** start GIVEN INFORMATION **

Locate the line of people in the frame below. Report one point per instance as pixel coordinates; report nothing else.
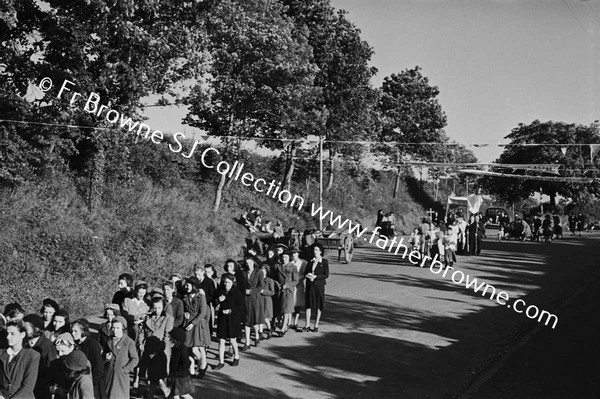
(446, 240)
(161, 335)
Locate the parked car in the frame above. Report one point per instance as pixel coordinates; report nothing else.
(492, 216)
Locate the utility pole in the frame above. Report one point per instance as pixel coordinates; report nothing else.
(321, 179)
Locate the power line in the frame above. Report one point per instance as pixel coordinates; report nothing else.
(304, 140)
(581, 25)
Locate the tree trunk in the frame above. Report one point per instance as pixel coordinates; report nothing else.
(397, 184)
(96, 179)
(290, 168)
(331, 171)
(219, 192)
(553, 199)
(223, 178)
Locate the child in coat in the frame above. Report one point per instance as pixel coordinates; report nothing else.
(181, 383)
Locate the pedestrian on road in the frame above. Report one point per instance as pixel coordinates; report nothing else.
(196, 317)
(255, 282)
(120, 358)
(317, 272)
(480, 233)
(181, 384)
(229, 304)
(288, 291)
(267, 301)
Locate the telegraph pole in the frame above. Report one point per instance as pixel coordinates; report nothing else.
(321, 179)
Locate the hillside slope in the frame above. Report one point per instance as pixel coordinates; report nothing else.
(51, 246)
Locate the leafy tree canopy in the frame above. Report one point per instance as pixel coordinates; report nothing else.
(575, 163)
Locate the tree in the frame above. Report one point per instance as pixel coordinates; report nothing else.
(410, 113)
(348, 99)
(123, 52)
(574, 163)
(261, 78)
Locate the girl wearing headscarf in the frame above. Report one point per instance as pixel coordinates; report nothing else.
(196, 317)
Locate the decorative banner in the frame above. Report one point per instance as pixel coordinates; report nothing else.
(528, 177)
(472, 202)
(547, 168)
(475, 202)
(594, 148)
(286, 144)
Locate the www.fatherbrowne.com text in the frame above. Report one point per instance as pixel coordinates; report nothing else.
(436, 267)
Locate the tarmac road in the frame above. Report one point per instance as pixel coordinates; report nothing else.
(394, 330)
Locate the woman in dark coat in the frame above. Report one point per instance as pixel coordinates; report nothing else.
(317, 272)
(93, 352)
(255, 278)
(229, 303)
(196, 315)
(121, 357)
(267, 299)
(273, 265)
(18, 377)
(288, 291)
(181, 384)
(472, 235)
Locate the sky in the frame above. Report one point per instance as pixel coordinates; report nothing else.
(497, 63)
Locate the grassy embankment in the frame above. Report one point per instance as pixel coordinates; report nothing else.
(51, 246)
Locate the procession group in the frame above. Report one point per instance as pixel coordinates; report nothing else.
(457, 235)
(160, 335)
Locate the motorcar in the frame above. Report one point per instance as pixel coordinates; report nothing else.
(492, 216)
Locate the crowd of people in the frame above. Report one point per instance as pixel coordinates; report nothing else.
(464, 236)
(160, 335)
(536, 228)
(386, 223)
(457, 235)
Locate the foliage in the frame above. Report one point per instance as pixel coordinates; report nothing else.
(260, 82)
(344, 75)
(410, 113)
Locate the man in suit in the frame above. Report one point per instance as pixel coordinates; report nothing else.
(34, 324)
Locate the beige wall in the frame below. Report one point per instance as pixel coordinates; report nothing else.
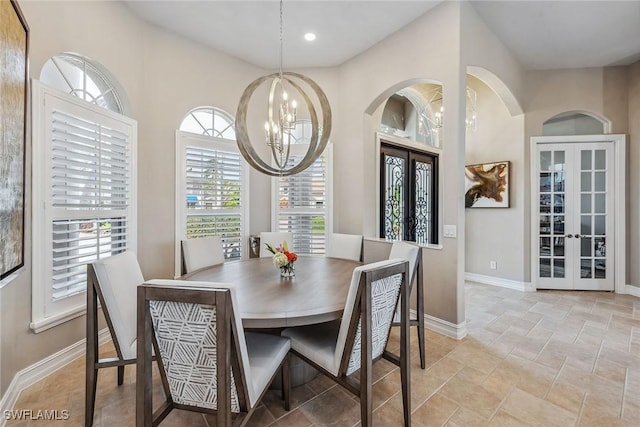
(599, 91)
(490, 233)
(633, 168)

** end GIVEN INFORMATION **

WHAT YOU ARE ASKED TO DO:
Copy the listing above line for line, with no changes, and leave out the pictures.

TASK OUTPUT:
Locate the line of people in the frame below. Report one point per instance as pixel coordinates; report nothing else.
(446, 240)
(161, 335)
Locate the parked car in the frame above. Report one point per instance as pixel coordinates; report nothing else.
(492, 216)
Locate the utility pole in the frame above. Report one point per instance as pixel coordinates; report nothing else.
(321, 179)
Locate the power line in the frame above. Report one point per instance as pixel coordinates; report nothing else.
(304, 140)
(581, 25)
Locate the tree trunk in the frame above. Report one point per instance as pixel coordinates; report nothing else.
(397, 184)
(96, 179)
(290, 168)
(331, 171)
(219, 192)
(553, 199)
(223, 178)
Locate the child in coat in the frame above. Report one point per instance as pixel coordinates; report nothing else.
(181, 383)
Locate the pedestrian on road in the frame above. Report one point per instance as pixel coordinates; report nothing else.
(196, 317)
(255, 282)
(120, 358)
(317, 272)
(480, 233)
(181, 384)
(229, 304)
(288, 291)
(267, 301)
Locate the telegraph pole in the frame above. Report one point per instance as pixel coordinates; report nothing else.
(321, 179)
Locate the hillside slope in the frame above. Report one point per instance as pixel coordinates; report nothing else.
(51, 246)
Locate the leafy tree canopy in the frame above. Report one point per instance as pixel coordinates; report nothing else.
(575, 163)
Locate the tree in the frame above. Report one point per instance as pixel coordinates; report nothing else.
(410, 113)
(348, 99)
(123, 52)
(574, 163)
(261, 78)
Locate the girl wearing headscarf in the frame above. Report one point per instance as pixel coordinates; report nothing else.
(196, 317)
Locate the decorative banner in the frame above. Report one point per instance as pixel coordinates; report nothing else.
(528, 177)
(472, 202)
(547, 168)
(475, 202)
(594, 148)
(286, 144)
Locate the www.fatherbrowne.com text in the frame above. Report one point per instance as pixel coordinates; report nothing else.
(436, 267)
Locate the tarmac road in the frame above. Report one point per instance as pixel coordinates; report nothing else.
(394, 330)
Locate the woman in dark coat in the frame above. Report one point per instance as pixel coordinates; report nothing else.
(317, 272)
(93, 352)
(255, 278)
(229, 303)
(196, 315)
(121, 357)
(267, 299)
(273, 265)
(18, 377)
(288, 291)
(181, 384)
(472, 235)
Locate the sky in the frame above. Report one point per instance as pixel coordinates; report nothing else.
(497, 63)
Locate the grassy embankment in the frame above. Report one point per instance as pixel coordinates; report nothing else.
(51, 246)
Locate the procession group in the frame above. Report one point per instance as pixel coordinates; report nothing else.
(457, 235)
(160, 335)
Locate the motorcar in the frame above. Report one point per instance as pixel coordinates; report nothing else.
(492, 216)
Locate the crowd of people in the frame above. Report one point per instance as pixel coordinates; report nothing else.
(464, 236)
(160, 335)
(536, 228)
(386, 223)
(457, 235)
Locate the foliage in the frame above. Report one point per instance as pixel coordinates; report nothing else.
(260, 82)
(344, 75)
(410, 113)
Locate the man in suit in the frame above. Report one point per instance as pixel coordinates; report nothing else.
(34, 324)
Locate the beige wall in the frame below. Report one point per instance as pixel coordinates; report nothing else.
(599, 91)
(490, 233)
(633, 168)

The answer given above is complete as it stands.